▸ **EXTRACT**
* Begin *
Linearity testing is an area of theoretical computer science which has been widely studied over the last few decades, and lends itself to numerous applications in cryptography and coding theory. Beginning with the seminal work of [BLR93], the goal of linearity testing is to design an algorithm which distinguishes functions that are linear from those that are far from linear. Linearity tests are characterized by two parameters: the test acceptance parameter $\ep$ and agreement parameter $\delta$. Linearity tests have the property that they should always accept when the input function is linear, but if the function is $(1-\delta)-$far from linear should reject with probability $1-\ep$. We build on previous work in this space to construct two novel high dimensional linearity tests, each of which operate in what we refer to as a ``hybrid'' mode between the high and low agreement regimes. Additionally, we provide concrete applications of each to cryptography. Specifically, we use our first novel linearity test to aid us in proving a lattice hardness result; we use our second novel linearity test in the course of proving an approximation variant of the celebrated Goldreich-Levin Theorem in high dimension with low agreement.

Lattice-based cryptography is the theory of constructing cryptosystems whose security is based on the assumed hardness of lattice problems. Several hard lattice problems, such as the renowned problem of Learning with Errors (LWE), are conjectured to be hard even in the quantum model of computation. As such, many lattice-based cryptosystems serve as the most promising candidates to offer robust security guarantees against quantum adversaries. Beginning with the seminal work of Oded Regev in 2005, a plethora of cryptosystems have been constructed from LWE, including symmetric key encryption, public key encryption, digital signatures, trapdoor functions, fully homomorphic encryption, and many more. However, for many years we had been unable to construct certain types of ``deterministic" cryptosystems directly from LWE, such as pseudorandom function (PRF) families. In 2012, Banerjee, Peikert, and Rosen (EUROCRYPT'12) introduced the problem of Learning with Rounding (LWR), reduced LWE to LWR when the modulus parameter $q$ is super-polynomial in the lattice dimension $n$, and constructed a PRF family from LWR. The assumption that $q$ is super-polynomial in $n$, though, does not provide for practical instantiations of LWR-based cryptosystems; in order to achieve these, we need $q$ to be polynomial in $n$. Many subsequent works provided improved reductions from LWE to LWR for polynomial $q$, but all such works impose an \emph{a priori} bound on the number $m$ of input samples to the reduction.

We show that when $q$ is polynomial and $m$ is unbounded, there does not exist a certain type of reduction from LWE to LWR. In particular, every prior reduction from LWE to LWR is of this type. Hence no prior reduction from LWE to LWR will work for polynomial $q$ and unbounded $m$. Our result \emph{does not} imply that LWR is easy; instead it asserts that any prior reduction from LWE to LWR for polynomial $q$ and unbounded $m$ cannot operate like any prior reduction in the literature.

In the course of proving our result, we introduce a high-dimensional approximate version of the celebrated Goldreich-Levin Theorem (STOC'89). The Goldreich-Levin Theorem at its core solves a learning problem; specifically, it states that any function which predicts the inner product of a secret vector and a uniformly random vector with any advantage over randomly guessing admits an algorithm which recovers the secret vector. Over the last few decades, the Goldreich-Levin Theorem has found numerous applications in cryptography and coding theory, such as to symmetric key cryptography and error correction codes. In our work, we introduce a novel conditional linearity test, and reduce our approximate version of the Goldreich-Levin Theorem in higher dimension to proving such a conditional linearity testing theorem.
* End *
▸ **RAW RECORDS**
* Begin *
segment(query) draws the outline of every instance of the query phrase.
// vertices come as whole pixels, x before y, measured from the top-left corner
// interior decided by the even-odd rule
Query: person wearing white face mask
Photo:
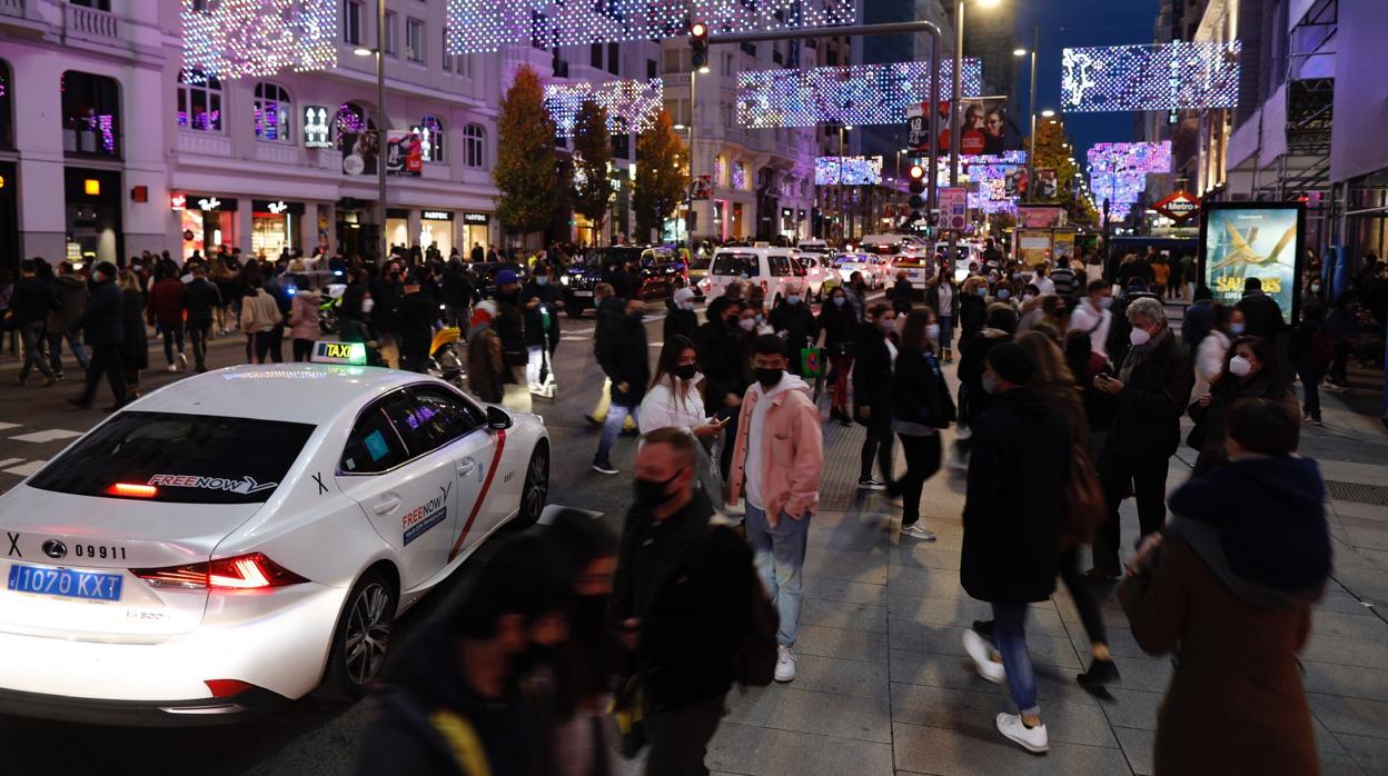
[[[1244,335],[1244,314],[1234,307],[1214,304],[1210,307],[1213,325],[1195,348],[1195,390],[1192,400],[1208,394],[1210,385],[1224,371],[1228,346]]]
[[[1214,378],[1209,393],[1196,398],[1185,414],[1195,421],[1187,444],[1201,451],[1192,478],[1203,476],[1228,458],[1226,423],[1230,408],[1241,398],[1266,398],[1287,404],[1299,415],[1296,397],[1287,389],[1278,371],[1277,354],[1266,340],[1238,337],[1228,350],[1224,368]]]
[[[1119,505],[1128,483],[1142,536],[1166,525],[1166,472],[1181,443],[1181,412],[1194,383],[1190,358],[1167,325],[1160,301],[1134,298],[1127,319],[1133,347],[1119,376],[1094,379],[1094,387],[1112,394],[1117,405],[1099,462],[1109,519],[1094,543],[1094,568],[1087,575],[1091,579],[1119,576]]]
[[[772,330],[786,337],[786,348],[790,354],[790,369],[787,371],[795,376],[804,375],[805,362],[801,351],[813,347],[819,340],[819,321],[805,304],[804,290],[798,285],[786,289],[786,298],[772,310],[770,315]]]

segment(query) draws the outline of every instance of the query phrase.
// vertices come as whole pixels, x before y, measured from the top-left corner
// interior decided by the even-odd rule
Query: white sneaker
[[[790,647],[776,647],[776,682],[795,679],[795,652]]]
[[[1017,745],[1031,754],[1045,754],[1051,750],[1049,740],[1045,734],[1045,725],[1027,727],[1022,723],[1022,718],[1015,714],[998,715],[998,733],[1012,739],[1017,743]]]
[[[983,636],[974,633],[972,627],[963,632],[963,651],[969,652],[969,658],[973,659],[973,668],[979,672],[979,676],[994,684],[1006,682],[1008,669],[1001,662],[992,659],[992,646],[984,641]]]
[[[922,528],[920,523],[908,525],[906,528],[901,529],[901,534],[902,536],[909,536],[912,539],[919,539],[922,541],[934,541],[936,540],[936,532],[926,530],[924,528]]]

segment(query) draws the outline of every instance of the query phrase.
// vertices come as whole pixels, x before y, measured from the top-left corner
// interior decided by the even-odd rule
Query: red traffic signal
[[[694,50],[693,65],[695,71],[708,72],[708,25],[694,22],[690,25],[690,49]]]
[[[919,194],[926,190],[926,168],[919,164],[911,165],[911,182],[908,183],[912,194]]]

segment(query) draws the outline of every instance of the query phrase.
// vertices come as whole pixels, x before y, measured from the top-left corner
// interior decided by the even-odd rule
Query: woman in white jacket
[[[718,436],[723,422],[704,414],[704,375],[698,372],[698,350],[684,336],[673,336],[661,348],[651,390],[641,400],[637,416],[641,430],[677,428],[697,437]]]
[[[1213,318],[1210,333],[1195,348],[1195,387],[1191,390],[1191,401],[1198,401],[1210,391],[1210,383],[1224,371],[1228,344],[1244,336],[1244,314],[1238,310],[1216,304]]]

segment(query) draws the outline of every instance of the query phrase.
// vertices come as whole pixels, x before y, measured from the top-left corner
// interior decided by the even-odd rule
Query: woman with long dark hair
[[[854,366],[854,419],[867,429],[862,448],[861,490],[886,490],[891,483],[891,373],[897,361],[897,311],[886,304],[867,308],[858,328]],[[883,479],[873,479],[877,461]]]
[[[924,541],[934,541],[936,534],[920,525],[920,490],[940,471],[940,430],[955,421],[949,387],[936,357],[938,340],[936,311],[912,311],[901,333],[891,380],[891,429],[906,454],[906,473],[887,486],[887,496],[902,500],[901,534]]]
[[[848,292],[843,286],[836,286],[819,311],[819,347],[829,351],[834,376],[829,418],[844,425],[852,423],[848,412],[848,373],[854,368],[858,323],[858,312],[848,300]]]
[[[675,335],[665,340],[638,416],[647,432],[679,428],[697,437],[712,437],[723,430],[722,421],[709,421],[704,414],[704,375],[698,371],[698,350],[688,337]]]
[[[1241,398],[1267,398],[1288,405],[1301,415],[1296,397],[1283,382],[1277,353],[1260,337],[1239,337],[1224,357],[1224,368],[1214,378],[1209,393],[1196,398],[1185,414],[1195,421],[1187,443],[1199,450],[1192,476],[1201,476],[1228,457],[1224,447],[1224,418]]]

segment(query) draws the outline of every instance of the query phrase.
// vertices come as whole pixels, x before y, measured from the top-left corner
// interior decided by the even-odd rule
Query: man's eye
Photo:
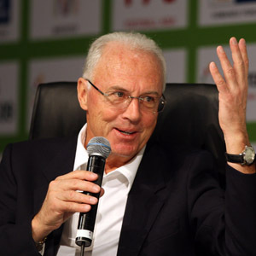
[[[123,91],[115,91],[113,95],[119,98],[123,98],[125,96],[125,93]]]
[[[154,97],[152,96],[144,96],[143,101],[147,102],[154,102]]]

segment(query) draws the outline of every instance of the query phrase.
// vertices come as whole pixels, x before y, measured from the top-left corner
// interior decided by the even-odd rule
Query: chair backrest
[[[167,84],[164,94],[167,103],[159,114],[152,140],[165,145],[183,144],[207,149],[213,154],[223,175],[225,146],[218,125],[216,86]],[[31,123],[31,139],[78,135],[85,121],[75,82],[39,84]]]

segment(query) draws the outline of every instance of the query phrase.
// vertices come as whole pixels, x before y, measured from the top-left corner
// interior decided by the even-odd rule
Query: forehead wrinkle
[[[96,77],[105,77],[105,80],[118,78],[119,84],[115,85],[122,85],[122,81],[125,83],[131,79],[147,79],[152,84],[162,80],[160,61],[154,54],[119,42],[111,42],[105,46],[96,73]]]

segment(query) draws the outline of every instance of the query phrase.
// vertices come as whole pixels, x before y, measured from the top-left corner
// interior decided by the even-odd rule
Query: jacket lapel
[[[128,196],[118,255],[139,253],[167,195],[161,172],[166,165],[157,148],[147,146]]]

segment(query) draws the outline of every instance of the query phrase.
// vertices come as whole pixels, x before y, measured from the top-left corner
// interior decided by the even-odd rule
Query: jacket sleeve
[[[38,256],[32,236],[31,220],[19,216],[19,183],[12,170],[12,146],[9,145],[0,164],[0,255]]]

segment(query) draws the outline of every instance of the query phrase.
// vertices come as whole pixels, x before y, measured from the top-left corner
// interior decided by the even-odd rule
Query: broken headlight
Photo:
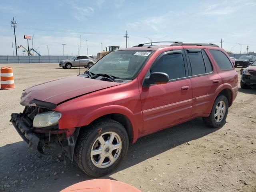
[[[243,74],[247,75],[250,75],[251,74],[246,69],[244,69],[243,70]]]
[[[36,115],[33,121],[33,126],[40,128],[55,125],[61,118],[61,113],[52,111],[42,113]]]

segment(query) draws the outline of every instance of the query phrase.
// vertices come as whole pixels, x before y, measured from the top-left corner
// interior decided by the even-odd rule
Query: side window
[[[204,59],[201,51],[190,52],[188,50],[188,54],[191,66],[192,75],[200,75],[206,73]]]
[[[204,50],[202,50],[202,54],[203,55],[204,60],[204,64],[205,64],[205,68],[206,70],[206,73],[210,73],[212,71],[212,66],[211,62],[209,60],[208,56],[206,55]]]
[[[222,52],[218,50],[209,50],[209,51],[221,69],[226,70],[233,68],[233,66],[229,59]]]
[[[150,73],[162,72],[169,75],[170,80],[186,77],[185,64],[181,53],[163,56],[151,68]]]

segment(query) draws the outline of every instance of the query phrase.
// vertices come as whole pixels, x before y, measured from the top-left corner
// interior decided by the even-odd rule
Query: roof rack
[[[150,45],[149,46],[149,47],[151,47],[152,46],[155,46],[155,45],[152,45],[152,43],[178,43],[178,44],[182,44],[182,42],[180,42],[180,41],[156,41],[155,42],[150,42],[149,43],[142,43],[141,44],[139,44],[138,45],[136,45],[135,46],[134,46],[132,47],[143,47],[143,46],[148,46],[147,45],[144,45],[146,44],[150,44]]]
[[[175,42],[171,45],[197,45],[199,46],[209,46],[210,47],[220,47],[218,45],[212,43],[183,43],[181,42]]]

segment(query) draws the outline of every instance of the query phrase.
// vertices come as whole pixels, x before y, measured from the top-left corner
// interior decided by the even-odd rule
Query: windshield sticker
[[[150,53],[151,53],[151,52],[136,52],[133,55],[139,55],[140,56],[148,56]]]

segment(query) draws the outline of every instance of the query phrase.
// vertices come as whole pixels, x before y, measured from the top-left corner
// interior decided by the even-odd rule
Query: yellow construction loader
[[[100,52],[98,53],[97,54],[97,60],[98,60],[102,58],[103,57],[108,54],[110,52],[111,52],[118,49],[119,49],[120,47],[119,46],[108,46],[108,51],[107,51],[107,47],[106,47],[106,51],[103,51],[103,52]]]

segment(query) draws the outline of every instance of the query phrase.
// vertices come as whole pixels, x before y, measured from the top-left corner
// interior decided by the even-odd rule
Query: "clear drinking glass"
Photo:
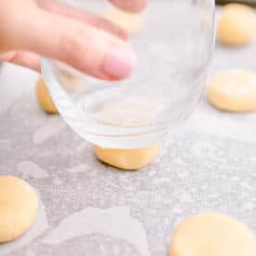
[[[68,2],[97,14],[112,8],[103,0]],[[79,135],[102,147],[160,144],[189,117],[206,83],[214,0],[149,0],[141,19],[141,31],[130,38],[138,61],[127,80],[94,79],[42,58],[61,116]]]

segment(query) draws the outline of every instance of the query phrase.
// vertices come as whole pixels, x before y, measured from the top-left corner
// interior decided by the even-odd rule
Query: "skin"
[[[109,1],[129,12],[147,5],[147,0]],[[0,61],[40,71],[43,55],[100,79],[123,79],[134,64],[126,40],[126,32],[110,21],[57,1],[0,1]]]

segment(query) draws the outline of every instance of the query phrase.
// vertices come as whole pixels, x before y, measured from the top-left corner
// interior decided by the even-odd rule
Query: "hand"
[[[109,1],[130,12],[140,11],[147,4],[147,0]],[[126,39],[126,32],[113,23],[62,3],[0,1],[0,61],[39,71],[38,55],[43,55],[100,79],[122,79],[130,75],[134,62]]]

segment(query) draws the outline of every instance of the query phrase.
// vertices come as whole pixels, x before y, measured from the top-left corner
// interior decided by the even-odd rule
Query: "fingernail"
[[[112,48],[107,55],[103,71],[111,77],[122,79],[128,77],[133,71],[135,56],[124,48]]]

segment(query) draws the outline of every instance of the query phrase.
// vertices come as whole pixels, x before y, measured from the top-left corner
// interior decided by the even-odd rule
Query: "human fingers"
[[[98,29],[109,32],[121,39],[128,39],[127,32],[124,30],[106,19],[94,15],[86,10],[77,9],[70,5],[60,3],[58,1],[36,0],[36,3],[40,7],[56,14],[63,15],[70,19],[78,19],[86,24],[90,24]]]
[[[141,11],[147,3],[147,0],[109,0],[117,7],[130,12]]]
[[[38,7],[28,6],[22,15],[20,6],[11,7],[19,20],[13,22],[13,17],[6,17],[4,48],[35,52],[101,79],[118,80],[131,74],[134,55],[123,41]]]

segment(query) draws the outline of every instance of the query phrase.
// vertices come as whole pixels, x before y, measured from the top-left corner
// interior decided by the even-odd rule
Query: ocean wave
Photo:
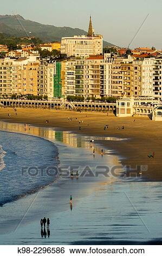
[[[2,145],[0,145],[0,172],[5,167],[5,163],[4,161],[4,157],[7,153],[2,148]]]

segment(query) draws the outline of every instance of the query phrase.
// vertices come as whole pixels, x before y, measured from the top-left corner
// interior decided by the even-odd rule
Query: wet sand
[[[101,147],[112,150],[113,154],[122,157],[122,164],[128,166],[127,169],[133,170],[127,172],[127,176],[138,176],[140,172],[139,166],[142,166],[144,179],[162,180],[161,122],[153,121],[148,117],[119,118],[113,114],[107,115],[103,113],[21,108],[17,109],[17,113],[16,115],[12,108],[1,108],[0,120],[52,127],[56,130],[71,131],[91,136],[127,138],[129,139],[127,141],[115,142],[103,139],[99,142]],[[8,113],[11,114],[10,117],[8,117]],[[46,120],[49,120],[47,124]],[[106,124],[108,124],[108,129],[104,130]],[[124,130],[121,129],[122,126]],[[119,130],[118,127],[120,127]],[[149,153],[153,152],[154,157],[148,157]]]
[[[31,125],[0,123],[1,130],[31,134],[53,141],[59,159],[69,164],[118,164],[112,151],[101,156],[99,144],[120,143],[116,138],[94,137],[95,157],[89,139],[69,132]],[[114,177],[99,179],[62,176],[37,193],[5,204],[1,209],[2,245],[125,245],[161,244],[161,182]],[[73,194],[70,207],[69,194]],[[50,235],[41,237],[40,220],[50,220]],[[47,229],[46,229],[47,231]]]

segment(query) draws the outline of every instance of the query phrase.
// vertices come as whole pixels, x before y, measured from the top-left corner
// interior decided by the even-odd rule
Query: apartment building
[[[103,56],[91,56],[84,62],[84,96],[100,98],[103,96]]]
[[[35,57],[0,59],[0,94],[36,95],[38,62]],[[32,71],[31,71],[32,70]]]
[[[0,95],[12,94],[13,60],[0,59]]]
[[[40,62],[37,71],[37,95],[47,96],[48,99],[54,97],[54,60],[42,59]]]
[[[153,71],[153,96],[162,100],[162,58],[155,59]]]
[[[153,58],[145,58],[142,62],[141,96],[153,96],[153,72],[154,62]]]
[[[61,39],[61,53],[67,56],[85,56],[102,54],[103,36],[95,35],[90,17],[87,35],[63,37]]]

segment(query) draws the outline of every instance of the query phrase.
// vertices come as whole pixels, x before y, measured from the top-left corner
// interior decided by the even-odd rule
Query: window
[[[121,102],[121,107],[125,107],[125,102]]]
[[[158,112],[157,112],[157,115],[161,117],[161,116],[162,116],[162,112],[161,112],[161,111],[158,111]]]

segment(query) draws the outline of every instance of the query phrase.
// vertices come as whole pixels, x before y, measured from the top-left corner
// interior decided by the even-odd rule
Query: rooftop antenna
[[[137,31],[136,33],[135,34],[134,36],[133,36],[133,38],[132,38],[132,40],[131,41],[130,43],[128,44],[128,48],[129,49],[129,46],[130,45],[131,45],[131,44],[133,42],[133,41],[134,41],[134,40],[135,39],[136,36],[138,35],[139,32],[140,31],[140,29],[141,28],[141,27],[142,27],[142,26],[144,25],[144,23],[145,22],[145,21],[146,21],[146,20],[147,19],[148,16],[150,15],[150,14],[148,13],[147,14],[147,15],[146,16],[146,18],[145,19],[145,20],[144,20],[144,21],[142,22],[142,23],[141,24],[140,26],[139,27],[139,29],[138,29],[138,31]]]

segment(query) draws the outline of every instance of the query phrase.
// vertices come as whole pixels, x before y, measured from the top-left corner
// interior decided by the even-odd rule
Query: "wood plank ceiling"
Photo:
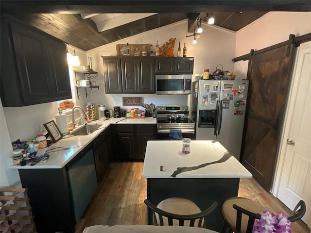
[[[311,1],[297,0],[1,0],[1,15],[17,19],[87,51],[129,36],[189,19],[193,32],[197,18],[208,13],[215,25],[237,31],[270,11],[309,11]],[[158,13],[99,33],[81,14]],[[207,20],[207,18],[205,19]]]

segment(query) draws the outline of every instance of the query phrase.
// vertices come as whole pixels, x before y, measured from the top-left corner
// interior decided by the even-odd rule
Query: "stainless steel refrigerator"
[[[190,117],[196,140],[218,141],[240,160],[248,81],[192,82]]]

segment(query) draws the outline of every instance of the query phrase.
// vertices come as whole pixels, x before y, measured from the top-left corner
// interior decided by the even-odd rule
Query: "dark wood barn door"
[[[267,190],[276,161],[294,49],[294,44],[291,44],[255,52],[248,66],[242,164]]]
* End *
▸ **OBJECTIVES**
a) Give the passage of the linearity-testing abstract starting with "We show that" and going on through "in the literature.", replacing "unbounded" with "unlimited".
b) Translate this sentence from the linearity-testing abstract into Spanish: "Lattice-based cryptography is the theory of constructing cryptosystems whose security is based on the assumed hardness of lattice problems."
The material above has no connection to the linearity-testing abstract.

▸ **OUTPUTS BY TASK**
a)
We show that when $q$ is polynomial and $m$ is unlimited, there does not exist a certain type of reduction from LWE to LWR. In particular, every prior reduction from LWE to LWR is of this type. Hence no prior reduction from LWE to LWR will work for polynomial $q$ and unlimited $m$. Our result \emph{does not} imply that LWR is easy; instead it asserts that any prior reduction from LWE to LWR for polynomial $q$ and unlimited $m$ cannot operate like any prior reduction in the literature.

b) La criptografía basada en retículos es la teoría de la construcción de criptosistemas cuya seguridad se basa en la supuesta dificultad de los problemas de retículos.